(DOCUMENT EXCERPT)
---

Chapter 4

Chapter 4

Chapter 4

How to Interpret an Industry Discussion Call

How to Interpret an Industry Discussion Call

How to Interpret an Industry Discussion Call

Make no mistake: this kind of work is challenging. Even if you’re an interpreter with dozens or hundreds of on-site interpretation assignments under your belt, remote interpretation (and, as we’ll see, industry discussion call interpretation) can take some getting used to.

Be a proactive problem solver

Technical difficulties, no-shows, clients dissatisfied with their experts: you’ll encounter all of these problems at some point during your career. While you can’t ensure that they’ll never happen (that’s the arranger’s job!), you can be a proactive troubleshooter. Take the initiative to reach out to the expert network POC when an issue occurs and your client will love you for it.

Getting off on the right foot

Even for clients who’ve participated in dozens of industry discussion calls, it may be their first time interacting with an interpreter.

To ensure both client and expert feel comfortable interacting on the call, English-French interpreter Alexandra Schmidt offers a 2 minute introduction outlining how to successfully utilize an interpreter before every call. She says, “I always tell both parties outright that my main goal is for both parties to understand each other perfectly. The two major guidelines I share before the call begins are:

- Feel free to interrupt me should there be anything that is unclear or necessitates repeating. I may also do the same should there be something unclear to me;
- Pause during longer answers to allow the interpreter to render interpretation.”

Alexandra Schmidt (English-French Interpreter)

Reading the client’s tone

As you can imagine, the speed at which information is relayed on a call is a close second in importance to the information itself; after all, these clients are often paying upwards of $1300 USD/hour for the expert’s time.

Chinese-English interpreter Rob Xia remarks: “An important factor during the call to keep in mind is the client’s sense of urgency. A combination of a verbose (and perhaps not so knowledgeable) expert and an impatient client can result in a poor experience for the client. If and when I encounter such a situation, I tend to take a more active hand in moving the conversation along.”

---

Collected data entries:
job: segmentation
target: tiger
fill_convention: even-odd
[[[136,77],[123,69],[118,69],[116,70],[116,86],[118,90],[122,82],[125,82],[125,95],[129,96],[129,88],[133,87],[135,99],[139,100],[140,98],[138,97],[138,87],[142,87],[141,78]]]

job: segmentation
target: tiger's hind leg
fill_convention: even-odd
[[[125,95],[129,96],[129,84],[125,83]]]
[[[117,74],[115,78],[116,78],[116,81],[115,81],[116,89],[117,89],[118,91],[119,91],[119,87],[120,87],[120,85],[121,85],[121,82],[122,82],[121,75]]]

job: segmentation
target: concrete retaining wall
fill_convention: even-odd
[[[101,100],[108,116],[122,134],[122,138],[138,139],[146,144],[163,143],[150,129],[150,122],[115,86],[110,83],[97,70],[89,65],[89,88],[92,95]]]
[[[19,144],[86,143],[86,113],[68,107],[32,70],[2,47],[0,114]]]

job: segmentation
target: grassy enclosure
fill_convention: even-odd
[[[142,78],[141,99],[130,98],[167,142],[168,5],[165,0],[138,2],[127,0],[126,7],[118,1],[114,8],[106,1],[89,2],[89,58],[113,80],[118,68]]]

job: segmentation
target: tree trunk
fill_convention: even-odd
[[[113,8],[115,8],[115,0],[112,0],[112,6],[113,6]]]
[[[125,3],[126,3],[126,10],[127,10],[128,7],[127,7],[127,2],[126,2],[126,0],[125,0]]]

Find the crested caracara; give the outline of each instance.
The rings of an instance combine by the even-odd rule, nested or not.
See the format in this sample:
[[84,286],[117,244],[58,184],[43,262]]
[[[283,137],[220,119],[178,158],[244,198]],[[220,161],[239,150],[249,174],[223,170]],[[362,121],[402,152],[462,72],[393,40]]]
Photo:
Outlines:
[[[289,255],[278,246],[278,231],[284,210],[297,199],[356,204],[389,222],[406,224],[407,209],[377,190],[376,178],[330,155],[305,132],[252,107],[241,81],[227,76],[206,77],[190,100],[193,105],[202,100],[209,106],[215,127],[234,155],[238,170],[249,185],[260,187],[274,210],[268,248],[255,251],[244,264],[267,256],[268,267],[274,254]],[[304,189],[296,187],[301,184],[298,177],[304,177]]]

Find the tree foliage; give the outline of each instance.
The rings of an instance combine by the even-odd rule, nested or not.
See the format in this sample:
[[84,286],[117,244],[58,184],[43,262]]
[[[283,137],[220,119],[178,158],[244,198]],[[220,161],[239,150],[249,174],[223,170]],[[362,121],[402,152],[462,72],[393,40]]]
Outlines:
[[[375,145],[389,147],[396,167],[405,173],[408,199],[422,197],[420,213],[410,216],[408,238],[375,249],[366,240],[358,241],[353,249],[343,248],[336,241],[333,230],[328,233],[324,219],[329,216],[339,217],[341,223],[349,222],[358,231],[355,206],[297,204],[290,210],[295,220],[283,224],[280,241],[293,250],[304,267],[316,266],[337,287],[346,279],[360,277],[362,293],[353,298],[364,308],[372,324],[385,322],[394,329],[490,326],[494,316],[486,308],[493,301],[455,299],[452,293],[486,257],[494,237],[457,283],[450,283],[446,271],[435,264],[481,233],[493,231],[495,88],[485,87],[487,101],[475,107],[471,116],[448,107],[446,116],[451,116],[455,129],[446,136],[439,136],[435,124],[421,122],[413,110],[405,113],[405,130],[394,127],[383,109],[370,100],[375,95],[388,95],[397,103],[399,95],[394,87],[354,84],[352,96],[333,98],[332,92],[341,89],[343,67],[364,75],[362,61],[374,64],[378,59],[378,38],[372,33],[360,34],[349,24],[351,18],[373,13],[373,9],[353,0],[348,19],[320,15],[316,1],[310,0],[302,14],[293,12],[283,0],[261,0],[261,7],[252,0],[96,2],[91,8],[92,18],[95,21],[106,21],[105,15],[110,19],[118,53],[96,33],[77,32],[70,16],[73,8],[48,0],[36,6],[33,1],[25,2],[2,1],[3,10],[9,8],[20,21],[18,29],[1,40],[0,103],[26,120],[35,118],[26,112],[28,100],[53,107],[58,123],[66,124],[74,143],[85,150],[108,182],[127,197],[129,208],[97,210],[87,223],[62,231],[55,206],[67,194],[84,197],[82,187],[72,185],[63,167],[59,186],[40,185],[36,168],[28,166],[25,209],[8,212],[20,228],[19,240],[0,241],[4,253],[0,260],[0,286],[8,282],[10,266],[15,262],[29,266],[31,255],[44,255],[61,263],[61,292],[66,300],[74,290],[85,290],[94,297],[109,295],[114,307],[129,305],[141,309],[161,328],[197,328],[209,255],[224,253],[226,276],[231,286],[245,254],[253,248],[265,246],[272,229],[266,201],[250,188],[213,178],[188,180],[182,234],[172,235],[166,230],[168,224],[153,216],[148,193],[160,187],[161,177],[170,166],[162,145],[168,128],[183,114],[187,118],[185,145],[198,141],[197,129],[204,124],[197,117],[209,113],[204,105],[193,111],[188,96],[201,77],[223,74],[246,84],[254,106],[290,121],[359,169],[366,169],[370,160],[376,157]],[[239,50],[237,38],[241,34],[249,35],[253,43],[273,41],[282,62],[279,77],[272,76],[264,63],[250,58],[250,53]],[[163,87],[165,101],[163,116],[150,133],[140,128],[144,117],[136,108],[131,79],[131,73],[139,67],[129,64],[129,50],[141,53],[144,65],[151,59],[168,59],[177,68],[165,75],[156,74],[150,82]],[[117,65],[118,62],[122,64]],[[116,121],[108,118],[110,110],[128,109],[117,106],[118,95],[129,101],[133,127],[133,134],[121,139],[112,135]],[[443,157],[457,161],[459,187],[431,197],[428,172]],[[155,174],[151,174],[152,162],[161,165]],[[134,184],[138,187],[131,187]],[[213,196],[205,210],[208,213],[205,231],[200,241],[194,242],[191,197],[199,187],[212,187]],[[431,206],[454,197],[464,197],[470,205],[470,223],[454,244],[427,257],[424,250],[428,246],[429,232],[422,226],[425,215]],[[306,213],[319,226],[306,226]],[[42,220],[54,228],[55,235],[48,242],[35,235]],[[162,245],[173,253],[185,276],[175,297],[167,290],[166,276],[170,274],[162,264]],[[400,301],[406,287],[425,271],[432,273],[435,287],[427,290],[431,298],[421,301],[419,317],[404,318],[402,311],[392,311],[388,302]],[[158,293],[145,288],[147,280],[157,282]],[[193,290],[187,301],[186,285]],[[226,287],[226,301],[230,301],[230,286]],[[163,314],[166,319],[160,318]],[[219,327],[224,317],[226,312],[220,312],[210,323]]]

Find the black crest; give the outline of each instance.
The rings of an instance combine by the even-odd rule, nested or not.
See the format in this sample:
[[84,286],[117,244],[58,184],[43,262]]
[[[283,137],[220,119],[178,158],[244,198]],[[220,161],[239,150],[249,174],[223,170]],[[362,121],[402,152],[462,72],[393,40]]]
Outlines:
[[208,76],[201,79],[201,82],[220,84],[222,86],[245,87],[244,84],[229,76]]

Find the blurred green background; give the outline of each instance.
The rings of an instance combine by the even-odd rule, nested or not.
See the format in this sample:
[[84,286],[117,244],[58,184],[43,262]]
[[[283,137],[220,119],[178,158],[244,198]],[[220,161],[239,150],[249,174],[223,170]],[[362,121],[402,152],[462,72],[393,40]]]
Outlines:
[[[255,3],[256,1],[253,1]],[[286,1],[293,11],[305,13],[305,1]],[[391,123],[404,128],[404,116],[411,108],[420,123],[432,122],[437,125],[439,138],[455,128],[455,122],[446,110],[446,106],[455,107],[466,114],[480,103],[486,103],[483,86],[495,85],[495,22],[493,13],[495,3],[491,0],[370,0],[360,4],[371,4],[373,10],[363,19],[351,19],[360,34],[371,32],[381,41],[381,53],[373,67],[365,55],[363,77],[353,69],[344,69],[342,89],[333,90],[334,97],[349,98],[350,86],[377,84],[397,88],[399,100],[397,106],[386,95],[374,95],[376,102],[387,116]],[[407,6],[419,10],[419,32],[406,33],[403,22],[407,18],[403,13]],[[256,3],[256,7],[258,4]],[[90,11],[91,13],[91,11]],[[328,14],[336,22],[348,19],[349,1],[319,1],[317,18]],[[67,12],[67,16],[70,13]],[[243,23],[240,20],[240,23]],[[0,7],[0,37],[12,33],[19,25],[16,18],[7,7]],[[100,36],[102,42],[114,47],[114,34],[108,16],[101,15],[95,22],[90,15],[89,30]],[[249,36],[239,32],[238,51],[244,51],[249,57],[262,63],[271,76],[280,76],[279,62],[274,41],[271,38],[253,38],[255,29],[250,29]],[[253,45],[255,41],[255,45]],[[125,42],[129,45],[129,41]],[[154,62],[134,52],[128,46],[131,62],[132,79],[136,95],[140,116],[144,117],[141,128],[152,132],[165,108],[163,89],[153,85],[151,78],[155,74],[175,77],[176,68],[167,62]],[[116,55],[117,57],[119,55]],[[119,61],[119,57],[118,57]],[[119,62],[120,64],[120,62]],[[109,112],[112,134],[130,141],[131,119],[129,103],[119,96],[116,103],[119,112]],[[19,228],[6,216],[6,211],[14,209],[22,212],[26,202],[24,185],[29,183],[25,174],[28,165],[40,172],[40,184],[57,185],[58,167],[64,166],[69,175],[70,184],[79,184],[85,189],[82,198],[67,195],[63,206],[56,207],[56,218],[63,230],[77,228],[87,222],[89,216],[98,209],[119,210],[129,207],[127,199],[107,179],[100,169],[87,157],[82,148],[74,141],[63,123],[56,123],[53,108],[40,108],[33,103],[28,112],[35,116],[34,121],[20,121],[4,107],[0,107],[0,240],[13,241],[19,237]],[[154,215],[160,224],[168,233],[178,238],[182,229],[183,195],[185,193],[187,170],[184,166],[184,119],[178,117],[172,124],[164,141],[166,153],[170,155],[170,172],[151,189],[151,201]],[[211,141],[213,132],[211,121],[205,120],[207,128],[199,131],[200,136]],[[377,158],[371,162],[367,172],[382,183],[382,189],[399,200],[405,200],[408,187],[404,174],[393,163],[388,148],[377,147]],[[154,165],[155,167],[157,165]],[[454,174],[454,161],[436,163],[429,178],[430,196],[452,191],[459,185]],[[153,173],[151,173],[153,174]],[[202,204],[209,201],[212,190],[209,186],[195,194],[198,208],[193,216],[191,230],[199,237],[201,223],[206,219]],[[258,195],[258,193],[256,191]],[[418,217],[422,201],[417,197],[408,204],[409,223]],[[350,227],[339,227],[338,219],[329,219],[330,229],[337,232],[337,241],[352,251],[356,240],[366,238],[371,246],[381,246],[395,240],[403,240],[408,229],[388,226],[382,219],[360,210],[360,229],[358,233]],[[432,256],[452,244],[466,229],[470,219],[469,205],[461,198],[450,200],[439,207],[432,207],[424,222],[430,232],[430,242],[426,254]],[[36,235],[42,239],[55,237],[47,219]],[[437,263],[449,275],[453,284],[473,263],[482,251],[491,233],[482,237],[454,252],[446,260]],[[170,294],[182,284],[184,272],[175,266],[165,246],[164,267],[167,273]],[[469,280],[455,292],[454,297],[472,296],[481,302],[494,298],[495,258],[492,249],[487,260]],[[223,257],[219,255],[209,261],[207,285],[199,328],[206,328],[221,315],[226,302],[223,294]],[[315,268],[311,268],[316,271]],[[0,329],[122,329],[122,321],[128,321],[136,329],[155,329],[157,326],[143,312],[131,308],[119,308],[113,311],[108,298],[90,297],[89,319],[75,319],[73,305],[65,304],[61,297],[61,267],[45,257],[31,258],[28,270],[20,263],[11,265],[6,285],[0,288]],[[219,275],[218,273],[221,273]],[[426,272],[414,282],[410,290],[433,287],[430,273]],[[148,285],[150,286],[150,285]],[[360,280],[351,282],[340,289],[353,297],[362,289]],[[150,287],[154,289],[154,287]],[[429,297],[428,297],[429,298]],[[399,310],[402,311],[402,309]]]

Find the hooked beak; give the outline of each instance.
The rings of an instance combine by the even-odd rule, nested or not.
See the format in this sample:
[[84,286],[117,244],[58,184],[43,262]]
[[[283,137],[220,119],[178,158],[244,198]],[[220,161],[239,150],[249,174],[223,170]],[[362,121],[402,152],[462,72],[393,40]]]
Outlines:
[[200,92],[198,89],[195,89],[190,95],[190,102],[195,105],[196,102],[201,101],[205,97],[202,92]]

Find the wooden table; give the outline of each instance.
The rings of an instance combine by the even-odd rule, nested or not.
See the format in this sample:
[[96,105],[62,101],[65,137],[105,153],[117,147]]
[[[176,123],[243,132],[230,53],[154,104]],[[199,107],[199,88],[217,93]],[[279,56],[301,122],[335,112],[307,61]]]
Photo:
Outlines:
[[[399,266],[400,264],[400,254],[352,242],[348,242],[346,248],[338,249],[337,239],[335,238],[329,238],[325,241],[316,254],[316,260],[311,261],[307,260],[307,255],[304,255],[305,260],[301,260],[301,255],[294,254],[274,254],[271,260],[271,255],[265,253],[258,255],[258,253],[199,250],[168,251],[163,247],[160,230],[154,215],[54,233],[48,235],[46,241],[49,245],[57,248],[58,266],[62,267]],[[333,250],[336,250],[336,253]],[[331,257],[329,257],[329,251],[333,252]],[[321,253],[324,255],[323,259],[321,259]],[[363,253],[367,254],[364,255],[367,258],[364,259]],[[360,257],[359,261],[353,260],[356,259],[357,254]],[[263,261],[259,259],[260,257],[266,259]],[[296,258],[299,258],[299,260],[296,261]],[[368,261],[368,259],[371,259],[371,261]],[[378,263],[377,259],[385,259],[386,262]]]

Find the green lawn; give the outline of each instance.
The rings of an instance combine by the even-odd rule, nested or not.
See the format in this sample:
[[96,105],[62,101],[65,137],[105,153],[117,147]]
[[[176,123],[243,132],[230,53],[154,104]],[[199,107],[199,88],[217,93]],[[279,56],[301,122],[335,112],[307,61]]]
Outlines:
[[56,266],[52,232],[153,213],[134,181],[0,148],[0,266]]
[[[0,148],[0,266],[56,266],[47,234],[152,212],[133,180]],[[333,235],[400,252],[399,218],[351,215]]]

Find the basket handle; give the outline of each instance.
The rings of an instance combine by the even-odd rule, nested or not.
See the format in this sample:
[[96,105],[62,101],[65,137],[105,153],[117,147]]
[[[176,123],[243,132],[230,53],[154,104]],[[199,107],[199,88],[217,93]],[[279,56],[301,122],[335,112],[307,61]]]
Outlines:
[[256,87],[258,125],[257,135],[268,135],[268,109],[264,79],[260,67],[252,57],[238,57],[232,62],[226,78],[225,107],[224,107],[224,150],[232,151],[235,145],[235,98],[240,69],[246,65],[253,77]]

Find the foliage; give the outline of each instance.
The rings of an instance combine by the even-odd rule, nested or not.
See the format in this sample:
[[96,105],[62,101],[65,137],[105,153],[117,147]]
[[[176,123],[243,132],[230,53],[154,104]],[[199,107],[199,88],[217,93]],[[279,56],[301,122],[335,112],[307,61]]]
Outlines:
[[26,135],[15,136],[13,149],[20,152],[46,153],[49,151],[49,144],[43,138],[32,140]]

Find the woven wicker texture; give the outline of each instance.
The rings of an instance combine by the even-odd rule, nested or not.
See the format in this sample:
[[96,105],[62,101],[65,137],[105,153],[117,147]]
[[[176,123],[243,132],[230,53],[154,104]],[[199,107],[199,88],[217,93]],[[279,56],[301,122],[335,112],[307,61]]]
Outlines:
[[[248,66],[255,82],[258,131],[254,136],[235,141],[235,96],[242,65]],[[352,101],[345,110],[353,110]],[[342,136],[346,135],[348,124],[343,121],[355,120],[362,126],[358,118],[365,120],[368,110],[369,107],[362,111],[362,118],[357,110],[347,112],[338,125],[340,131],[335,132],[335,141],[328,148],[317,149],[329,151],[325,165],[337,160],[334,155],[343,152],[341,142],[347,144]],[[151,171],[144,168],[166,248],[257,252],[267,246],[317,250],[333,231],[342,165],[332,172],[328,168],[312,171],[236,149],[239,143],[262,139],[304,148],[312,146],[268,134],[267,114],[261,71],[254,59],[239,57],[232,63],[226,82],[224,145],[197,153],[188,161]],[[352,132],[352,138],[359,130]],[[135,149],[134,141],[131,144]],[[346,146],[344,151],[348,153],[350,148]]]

---

(WORK REQUEST 1)
In the chapter on interpreting industry discussion calls, how much do clients often pay for the expert's time?
(WORK REQUEST 2)
List the three problems that the chapter on interpreting industry discussion calls says you'll run into at some point in your career.
(WORK REQUEST 3)
Continue the chapter on interpreting industry discussion calls from where it stops.

(WRITTEN REPLY 1)
Upwards of $1300 USD per hour.

(WRITTEN REPLY 2)
Technical difficulties, no-shows, and clients dissatisfied with their experts.

(WRITTEN REPLY 3)
Rob Xia (Chinese-English Interpreter)

Client-focused mediation

During your industry discussion call interpretation career, you will almost certainly encounter at least one expert who loves to give long-winded answers that may or may not be germane to the discussion. While it may be common practice to interpret the full answer as-is, this will frustrate the client as it uses a great deal of valuable time while providing no useful insight.

While preserving the integrity of interpretation is important, Thai-English-Dutch interpreter Juree Siangsuwan notes that, “the client’s satisfaction is your most important ‘KPI.’ Always consider whether or not the information the expert is delivering is in line with what the client initially asked. If not, it may be necessary to clarify the question and ask the expert for a more direct answer.”

Juree Siangsuwan (Thai-English-Dutch Interpreter)

Active communication

Regardless of the mediation strategy you employ, provide a consistent string of updates for your client in addition to interpreting the expert’s speech. To expand on the previous hypothetical, if the expert provides an evasive or unclear answer, ensure that you inform your client of the situation before reengaging with the expert. Popular strategies have included:

Summarize the expert’s answer, then ask if the client would prefer a more detailed interpretation or if they’d rather pose the question a second time.

Yui Hosokawa (Japanese-English Interpreter)

Interpret the first section of an irrelevant answer before asking the client if this answers the question; if not, offer to propose the question a second time.

Jingyi Wang (Chinese-English Interpreter)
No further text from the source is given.